### [Data for review]

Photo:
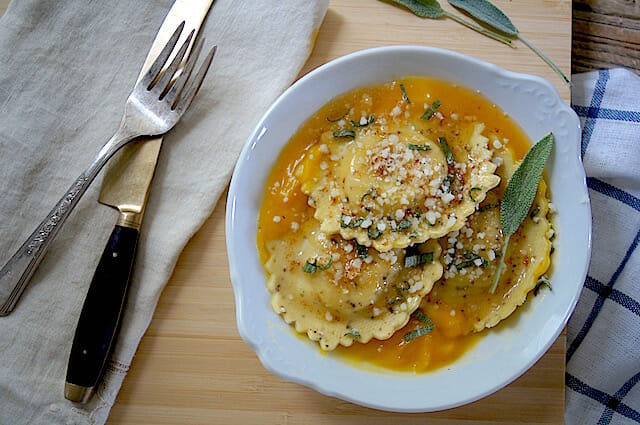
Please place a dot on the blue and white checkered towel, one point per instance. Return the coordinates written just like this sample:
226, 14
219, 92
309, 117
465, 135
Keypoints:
603, 346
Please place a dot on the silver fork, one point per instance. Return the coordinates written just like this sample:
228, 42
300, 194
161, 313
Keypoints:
153, 108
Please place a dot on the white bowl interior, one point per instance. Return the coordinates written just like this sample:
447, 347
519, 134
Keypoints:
506, 351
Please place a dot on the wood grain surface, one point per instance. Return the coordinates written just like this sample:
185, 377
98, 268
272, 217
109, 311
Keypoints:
606, 34
192, 367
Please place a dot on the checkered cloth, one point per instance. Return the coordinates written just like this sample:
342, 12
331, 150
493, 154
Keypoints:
603, 347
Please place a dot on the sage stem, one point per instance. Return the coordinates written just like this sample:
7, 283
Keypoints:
500, 263
478, 28
545, 58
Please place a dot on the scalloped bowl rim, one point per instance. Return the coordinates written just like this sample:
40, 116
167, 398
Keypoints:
504, 353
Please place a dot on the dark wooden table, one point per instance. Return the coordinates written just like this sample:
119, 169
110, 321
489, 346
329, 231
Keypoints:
606, 34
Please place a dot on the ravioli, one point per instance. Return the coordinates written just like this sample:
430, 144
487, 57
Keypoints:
471, 257
396, 182
337, 291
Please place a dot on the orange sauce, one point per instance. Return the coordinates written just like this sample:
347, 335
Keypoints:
283, 197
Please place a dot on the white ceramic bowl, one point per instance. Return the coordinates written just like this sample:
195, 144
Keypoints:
505, 352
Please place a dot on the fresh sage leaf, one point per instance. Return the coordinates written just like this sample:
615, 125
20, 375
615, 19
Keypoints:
523, 185
487, 13
431, 9
520, 192
423, 8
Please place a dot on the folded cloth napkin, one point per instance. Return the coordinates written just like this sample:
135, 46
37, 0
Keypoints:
66, 70
603, 346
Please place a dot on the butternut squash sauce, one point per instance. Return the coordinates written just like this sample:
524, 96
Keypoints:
451, 336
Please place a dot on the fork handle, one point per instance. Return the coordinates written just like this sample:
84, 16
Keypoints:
15, 275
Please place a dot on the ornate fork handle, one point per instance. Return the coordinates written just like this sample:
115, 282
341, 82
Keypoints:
15, 275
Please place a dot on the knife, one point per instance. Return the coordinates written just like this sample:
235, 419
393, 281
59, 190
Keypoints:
125, 187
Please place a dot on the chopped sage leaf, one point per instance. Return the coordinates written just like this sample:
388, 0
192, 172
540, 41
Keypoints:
418, 259
417, 333
446, 150
337, 119
347, 221
413, 147
534, 212
404, 224
344, 133
543, 281
446, 184
363, 251
420, 316
474, 189
310, 267
370, 120
431, 110
398, 298
404, 94
488, 207
373, 234
353, 332
471, 263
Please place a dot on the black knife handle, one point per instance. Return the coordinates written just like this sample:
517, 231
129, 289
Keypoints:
100, 317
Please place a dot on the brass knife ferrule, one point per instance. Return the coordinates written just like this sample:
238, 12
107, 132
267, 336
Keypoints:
130, 219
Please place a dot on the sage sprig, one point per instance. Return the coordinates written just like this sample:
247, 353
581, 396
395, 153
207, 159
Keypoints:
520, 192
431, 9
486, 12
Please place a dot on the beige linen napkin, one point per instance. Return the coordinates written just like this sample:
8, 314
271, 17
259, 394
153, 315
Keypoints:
66, 68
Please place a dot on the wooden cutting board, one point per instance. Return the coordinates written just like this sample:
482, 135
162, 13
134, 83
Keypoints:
192, 367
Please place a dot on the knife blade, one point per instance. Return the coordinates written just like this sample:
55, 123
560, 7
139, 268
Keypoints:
125, 187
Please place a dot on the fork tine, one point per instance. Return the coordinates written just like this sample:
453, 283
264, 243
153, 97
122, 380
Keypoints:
167, 75
185, 101
177, 87
156, 67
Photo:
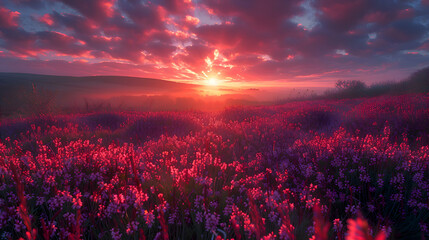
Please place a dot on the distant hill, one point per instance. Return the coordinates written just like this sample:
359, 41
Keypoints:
17, 95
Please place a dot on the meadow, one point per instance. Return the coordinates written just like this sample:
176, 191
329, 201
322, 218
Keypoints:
321, 169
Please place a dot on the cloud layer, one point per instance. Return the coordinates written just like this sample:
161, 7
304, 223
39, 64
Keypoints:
235, 40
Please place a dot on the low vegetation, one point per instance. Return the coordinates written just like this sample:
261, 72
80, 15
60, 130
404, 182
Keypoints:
325, 169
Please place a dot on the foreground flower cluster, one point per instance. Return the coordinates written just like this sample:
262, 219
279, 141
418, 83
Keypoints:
351, 169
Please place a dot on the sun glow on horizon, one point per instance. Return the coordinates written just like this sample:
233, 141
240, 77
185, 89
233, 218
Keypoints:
212, 81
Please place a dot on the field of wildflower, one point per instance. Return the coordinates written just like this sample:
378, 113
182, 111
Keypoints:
331, 169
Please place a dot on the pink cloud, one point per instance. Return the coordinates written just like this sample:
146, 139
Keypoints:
8, 18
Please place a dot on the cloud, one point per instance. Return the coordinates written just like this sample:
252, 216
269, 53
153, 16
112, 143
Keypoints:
253, 40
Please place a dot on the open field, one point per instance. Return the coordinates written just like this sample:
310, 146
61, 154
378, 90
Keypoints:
293, 171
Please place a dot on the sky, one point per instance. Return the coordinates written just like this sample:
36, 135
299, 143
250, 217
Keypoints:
295, 43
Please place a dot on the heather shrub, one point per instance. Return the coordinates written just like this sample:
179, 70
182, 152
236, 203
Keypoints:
155, 125
109, 121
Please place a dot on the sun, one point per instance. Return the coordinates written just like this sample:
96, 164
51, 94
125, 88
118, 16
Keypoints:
212, 81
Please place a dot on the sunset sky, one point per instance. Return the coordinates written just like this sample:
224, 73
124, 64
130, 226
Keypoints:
272, 42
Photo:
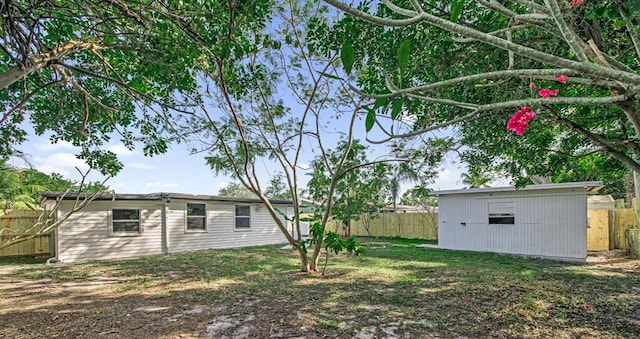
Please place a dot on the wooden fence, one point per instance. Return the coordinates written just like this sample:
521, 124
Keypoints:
606, 227
403, 225
16, 222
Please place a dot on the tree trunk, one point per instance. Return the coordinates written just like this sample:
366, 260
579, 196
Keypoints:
304, 260
33, 64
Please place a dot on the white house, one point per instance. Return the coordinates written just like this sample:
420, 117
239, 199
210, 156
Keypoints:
132, 225
547, 221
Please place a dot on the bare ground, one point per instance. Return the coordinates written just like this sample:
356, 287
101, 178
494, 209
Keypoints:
115, 301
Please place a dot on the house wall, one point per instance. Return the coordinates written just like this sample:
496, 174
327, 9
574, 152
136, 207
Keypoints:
549, 223
86, 234
221, 232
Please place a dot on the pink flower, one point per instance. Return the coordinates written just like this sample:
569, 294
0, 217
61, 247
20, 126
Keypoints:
520, 121
575, 3
545, 93
562, 78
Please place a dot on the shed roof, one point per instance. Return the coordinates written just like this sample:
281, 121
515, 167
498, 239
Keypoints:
591, 186
159, 196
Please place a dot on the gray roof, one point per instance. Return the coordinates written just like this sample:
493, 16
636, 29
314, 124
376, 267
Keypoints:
591, 186
160, 196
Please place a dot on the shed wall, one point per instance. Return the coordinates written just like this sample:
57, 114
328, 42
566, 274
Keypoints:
221, 232
86, 234
550, 223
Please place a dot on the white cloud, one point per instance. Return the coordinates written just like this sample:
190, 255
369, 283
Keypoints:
448, 178
62, 163
160, 184
139, 165
121, 150
59, 146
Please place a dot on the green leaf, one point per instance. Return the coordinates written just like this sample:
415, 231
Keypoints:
456, 10
403, 55
370, 121
618, 24
330, 76
396, 108
346, 55
380, 102
634, 5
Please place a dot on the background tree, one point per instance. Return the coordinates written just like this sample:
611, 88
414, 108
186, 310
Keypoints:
14, 192
469, 65
236, 190
418, 196
475, 178
277, 188
360, 189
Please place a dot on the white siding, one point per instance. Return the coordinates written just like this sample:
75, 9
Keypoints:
86, 234
548, 223
221, 232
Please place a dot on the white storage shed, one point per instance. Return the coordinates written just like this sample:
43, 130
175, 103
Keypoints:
546, 221
132, 225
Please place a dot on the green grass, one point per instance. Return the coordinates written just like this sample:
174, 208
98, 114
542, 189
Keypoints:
416, 290
22, 261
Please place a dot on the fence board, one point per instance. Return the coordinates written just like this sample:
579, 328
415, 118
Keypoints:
17, 222
598, 231
403, 225
624, 218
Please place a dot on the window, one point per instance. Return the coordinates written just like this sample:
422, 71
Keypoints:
243, 217
125, 221
196, 217
502, 213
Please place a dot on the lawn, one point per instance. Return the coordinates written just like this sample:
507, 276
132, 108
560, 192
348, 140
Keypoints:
395, 291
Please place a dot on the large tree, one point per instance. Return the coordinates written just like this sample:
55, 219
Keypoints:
236, 190
250, 130
470, 65
86, 71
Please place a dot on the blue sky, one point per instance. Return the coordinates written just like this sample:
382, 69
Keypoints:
180, 171
175, 171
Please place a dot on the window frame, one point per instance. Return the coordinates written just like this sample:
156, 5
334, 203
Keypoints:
236, 216
502, 213
203, 217
112, 221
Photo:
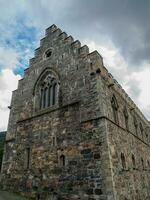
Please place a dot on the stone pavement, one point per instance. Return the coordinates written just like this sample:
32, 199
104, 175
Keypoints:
10, 196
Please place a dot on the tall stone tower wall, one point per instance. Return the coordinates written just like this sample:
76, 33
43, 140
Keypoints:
79, 143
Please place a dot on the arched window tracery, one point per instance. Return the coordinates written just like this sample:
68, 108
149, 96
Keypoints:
123, 161
49, 94
136, 125
46, 90
126, 117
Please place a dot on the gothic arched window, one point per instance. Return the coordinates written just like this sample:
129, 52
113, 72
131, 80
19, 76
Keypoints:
133, 161
114, 105
136, 125
141, 129
126, 116
46, 90
123, 161
62, 161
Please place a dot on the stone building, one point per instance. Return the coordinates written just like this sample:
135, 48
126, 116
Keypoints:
73, 132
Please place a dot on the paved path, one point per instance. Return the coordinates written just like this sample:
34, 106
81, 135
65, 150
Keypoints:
10, 196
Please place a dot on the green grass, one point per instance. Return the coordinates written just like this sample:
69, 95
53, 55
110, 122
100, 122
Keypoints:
10, 196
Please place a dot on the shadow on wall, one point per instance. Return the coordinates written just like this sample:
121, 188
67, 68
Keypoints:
2, 140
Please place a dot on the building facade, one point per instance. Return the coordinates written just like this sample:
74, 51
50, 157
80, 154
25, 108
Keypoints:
73, 132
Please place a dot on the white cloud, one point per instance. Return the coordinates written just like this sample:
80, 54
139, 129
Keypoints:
8, 58
136, 83
8, 83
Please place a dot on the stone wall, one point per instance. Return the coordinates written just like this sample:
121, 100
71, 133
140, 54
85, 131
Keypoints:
71, 150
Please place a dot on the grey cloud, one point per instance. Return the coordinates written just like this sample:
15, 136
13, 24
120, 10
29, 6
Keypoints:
125, 22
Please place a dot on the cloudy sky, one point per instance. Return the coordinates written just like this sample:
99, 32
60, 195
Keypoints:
118, 29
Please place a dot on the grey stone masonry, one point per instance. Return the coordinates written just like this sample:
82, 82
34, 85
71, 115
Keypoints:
73, 132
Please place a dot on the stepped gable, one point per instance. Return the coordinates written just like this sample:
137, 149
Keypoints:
73, 131
53, 34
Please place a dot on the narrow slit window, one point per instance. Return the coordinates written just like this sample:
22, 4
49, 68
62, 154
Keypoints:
115, 109
133, 162
123, 161
126, 118
62, 161
28, 156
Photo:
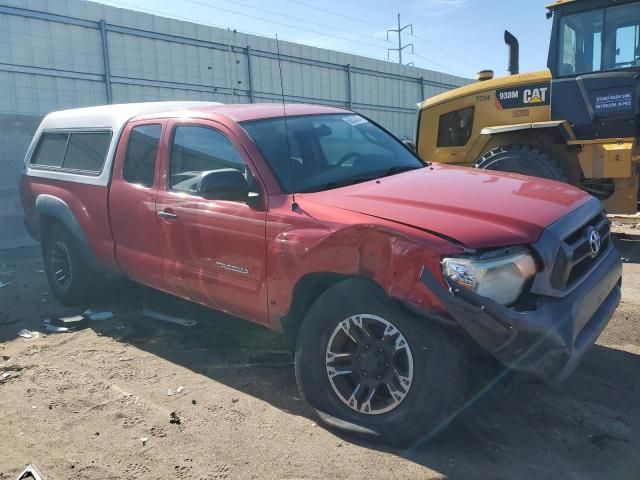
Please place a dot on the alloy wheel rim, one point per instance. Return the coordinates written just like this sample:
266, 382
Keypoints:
369, 364
61, 265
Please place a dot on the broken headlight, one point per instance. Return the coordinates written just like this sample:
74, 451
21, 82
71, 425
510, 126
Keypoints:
500, 275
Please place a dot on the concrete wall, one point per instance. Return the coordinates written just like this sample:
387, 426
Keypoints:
57, 54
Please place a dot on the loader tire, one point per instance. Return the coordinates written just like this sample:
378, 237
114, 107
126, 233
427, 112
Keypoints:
525, 160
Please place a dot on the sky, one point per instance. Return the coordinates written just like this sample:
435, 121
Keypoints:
459, 37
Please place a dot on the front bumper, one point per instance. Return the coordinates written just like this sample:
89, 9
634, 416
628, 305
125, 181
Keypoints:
550, 340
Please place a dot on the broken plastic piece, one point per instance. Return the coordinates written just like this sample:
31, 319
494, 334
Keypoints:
24, 333
31, 473
98, 316
151, 313
8, 375
170, 392
174, 418
65, 324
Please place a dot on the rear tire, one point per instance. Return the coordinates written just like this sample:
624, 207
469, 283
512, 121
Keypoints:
434, 378
71, 280
523, 159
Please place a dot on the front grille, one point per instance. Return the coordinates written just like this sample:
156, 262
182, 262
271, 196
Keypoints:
575, 256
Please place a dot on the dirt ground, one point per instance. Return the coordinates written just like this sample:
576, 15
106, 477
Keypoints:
82, 401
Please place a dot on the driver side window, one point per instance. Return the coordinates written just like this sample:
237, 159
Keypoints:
197, 150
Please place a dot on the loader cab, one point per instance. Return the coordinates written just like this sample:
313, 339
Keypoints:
594, 59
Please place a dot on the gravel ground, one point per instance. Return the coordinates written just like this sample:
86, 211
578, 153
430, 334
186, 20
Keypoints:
82, 402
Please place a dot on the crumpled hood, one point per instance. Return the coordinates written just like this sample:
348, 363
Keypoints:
478, 208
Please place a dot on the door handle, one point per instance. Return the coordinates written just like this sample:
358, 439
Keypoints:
167, 215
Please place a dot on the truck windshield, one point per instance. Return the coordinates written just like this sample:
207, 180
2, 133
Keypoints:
320, 152
599, 40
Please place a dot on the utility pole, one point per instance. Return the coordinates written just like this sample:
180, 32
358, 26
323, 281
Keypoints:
400, 46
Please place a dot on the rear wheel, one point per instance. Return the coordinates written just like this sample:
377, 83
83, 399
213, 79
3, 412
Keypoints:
523, 159
70, 278
368, 367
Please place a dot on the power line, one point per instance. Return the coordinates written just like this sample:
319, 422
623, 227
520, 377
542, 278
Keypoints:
331, 12
199, 21
255, 17
298, 19
209, 24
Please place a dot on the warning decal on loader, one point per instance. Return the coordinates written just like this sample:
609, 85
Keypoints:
523, 96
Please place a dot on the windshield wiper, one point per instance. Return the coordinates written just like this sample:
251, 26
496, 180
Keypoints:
363, 178
400, 169
341, 183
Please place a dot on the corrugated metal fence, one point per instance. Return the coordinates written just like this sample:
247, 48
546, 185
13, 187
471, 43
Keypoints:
57, 54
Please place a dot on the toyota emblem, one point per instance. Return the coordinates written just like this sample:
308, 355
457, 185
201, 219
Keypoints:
594, 242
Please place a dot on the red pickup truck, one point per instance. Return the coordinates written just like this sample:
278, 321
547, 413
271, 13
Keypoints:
316, 222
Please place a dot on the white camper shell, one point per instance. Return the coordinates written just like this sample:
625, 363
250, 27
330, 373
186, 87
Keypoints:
105, 119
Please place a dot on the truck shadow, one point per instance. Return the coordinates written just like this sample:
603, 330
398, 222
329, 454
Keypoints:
517, 427
629, 247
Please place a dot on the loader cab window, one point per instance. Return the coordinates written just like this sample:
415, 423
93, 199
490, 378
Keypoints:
454, 129
599, 40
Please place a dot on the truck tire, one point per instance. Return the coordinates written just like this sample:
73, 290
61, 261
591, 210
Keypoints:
523, 159
368, 367
70, 278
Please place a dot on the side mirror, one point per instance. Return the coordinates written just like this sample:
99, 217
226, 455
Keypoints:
224, 184
410, 145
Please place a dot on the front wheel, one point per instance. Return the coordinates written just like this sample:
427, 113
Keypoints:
368, 367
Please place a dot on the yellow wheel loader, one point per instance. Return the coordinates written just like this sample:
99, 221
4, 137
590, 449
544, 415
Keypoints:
576, 122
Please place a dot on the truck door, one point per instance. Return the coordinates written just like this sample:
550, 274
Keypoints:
214, 250
132, 203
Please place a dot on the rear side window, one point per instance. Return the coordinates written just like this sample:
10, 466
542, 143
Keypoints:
455, 128
197, 150
83, 151
140, 160
51, 149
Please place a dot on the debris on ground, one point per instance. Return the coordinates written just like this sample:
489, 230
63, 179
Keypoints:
28, 334
98, 316
174, 419
151, 313
31, 473
9, 375
65, 324
171, 393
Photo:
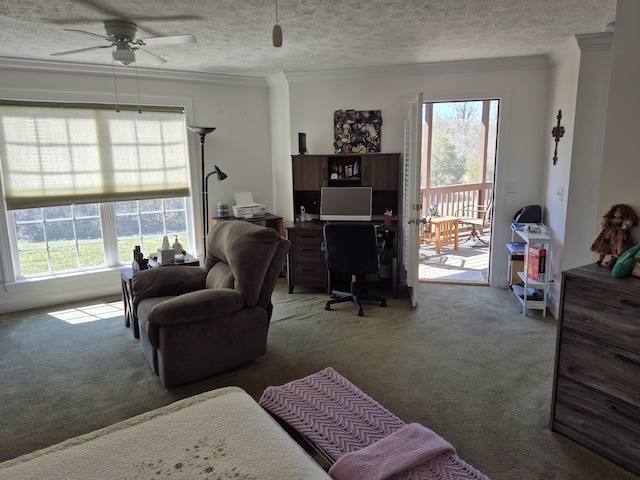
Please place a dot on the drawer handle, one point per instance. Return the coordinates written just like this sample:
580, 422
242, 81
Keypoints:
629, 303
622, 358
617, 411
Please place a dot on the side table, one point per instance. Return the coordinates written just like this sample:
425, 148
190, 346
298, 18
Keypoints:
126, 277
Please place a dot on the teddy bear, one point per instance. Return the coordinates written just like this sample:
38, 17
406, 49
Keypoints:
614, 239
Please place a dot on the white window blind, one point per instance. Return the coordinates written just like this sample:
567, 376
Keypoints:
70, 153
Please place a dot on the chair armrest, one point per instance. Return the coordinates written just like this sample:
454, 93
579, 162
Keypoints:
206, 304
165, 281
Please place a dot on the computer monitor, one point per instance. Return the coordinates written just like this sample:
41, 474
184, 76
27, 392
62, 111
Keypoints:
346, 203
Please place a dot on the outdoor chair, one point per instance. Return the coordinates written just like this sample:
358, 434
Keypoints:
478, 219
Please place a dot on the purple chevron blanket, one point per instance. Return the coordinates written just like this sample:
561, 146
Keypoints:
340, 419
401, 450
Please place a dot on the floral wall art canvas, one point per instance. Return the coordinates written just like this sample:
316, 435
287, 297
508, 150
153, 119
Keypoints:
357, 131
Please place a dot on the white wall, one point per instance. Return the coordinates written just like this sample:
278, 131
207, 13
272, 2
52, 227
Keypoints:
621, 159
564, 85
280, 144
240, 146
522, 85
580, 87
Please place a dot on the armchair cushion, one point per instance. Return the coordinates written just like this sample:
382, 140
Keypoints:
245, 251
166, 281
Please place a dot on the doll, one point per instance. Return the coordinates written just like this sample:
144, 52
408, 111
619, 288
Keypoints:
614, 239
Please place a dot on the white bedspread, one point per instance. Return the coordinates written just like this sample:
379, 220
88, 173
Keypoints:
223, 434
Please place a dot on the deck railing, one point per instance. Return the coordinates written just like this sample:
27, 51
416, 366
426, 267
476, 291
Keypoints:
455, 199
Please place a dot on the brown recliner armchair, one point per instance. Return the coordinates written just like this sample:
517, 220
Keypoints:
195, 322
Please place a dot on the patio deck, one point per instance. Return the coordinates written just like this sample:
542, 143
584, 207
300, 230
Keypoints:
469, 265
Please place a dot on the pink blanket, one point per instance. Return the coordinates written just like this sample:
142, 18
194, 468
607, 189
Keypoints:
403, 449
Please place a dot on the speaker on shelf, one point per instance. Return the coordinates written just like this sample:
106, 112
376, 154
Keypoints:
302, 143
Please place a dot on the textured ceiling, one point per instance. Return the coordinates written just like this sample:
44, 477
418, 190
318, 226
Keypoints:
234, 36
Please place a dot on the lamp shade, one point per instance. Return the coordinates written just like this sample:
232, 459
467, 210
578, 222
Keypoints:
201, 130
277, 35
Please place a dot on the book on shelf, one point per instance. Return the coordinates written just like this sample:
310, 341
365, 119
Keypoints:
529, 227
537, 263
516, 248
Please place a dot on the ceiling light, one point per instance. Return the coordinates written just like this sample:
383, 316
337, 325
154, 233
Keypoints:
277, 31
125, 57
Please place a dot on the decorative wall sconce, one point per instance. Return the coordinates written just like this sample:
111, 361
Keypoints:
557, 132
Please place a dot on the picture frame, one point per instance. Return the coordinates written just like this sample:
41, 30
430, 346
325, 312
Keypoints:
357, 131
636, 269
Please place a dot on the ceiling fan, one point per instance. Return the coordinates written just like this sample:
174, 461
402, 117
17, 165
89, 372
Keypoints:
121, 34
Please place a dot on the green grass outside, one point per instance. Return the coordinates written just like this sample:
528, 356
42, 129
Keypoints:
33, 256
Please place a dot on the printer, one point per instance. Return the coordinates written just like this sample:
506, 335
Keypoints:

### [Assignment]
Report every line of the preceding listing where the string "fence" occurs.

### [Exercise result]
Please place a dot on the wooden fence, one point per instance. Return the coordinates written just like this sample:
Please place a dot on the fence board, one point per instance. Return the coordinates written just like this sample:
Please place a dot on the corrugated metal fence, one point per instance. Return the coordinates written just like this sample:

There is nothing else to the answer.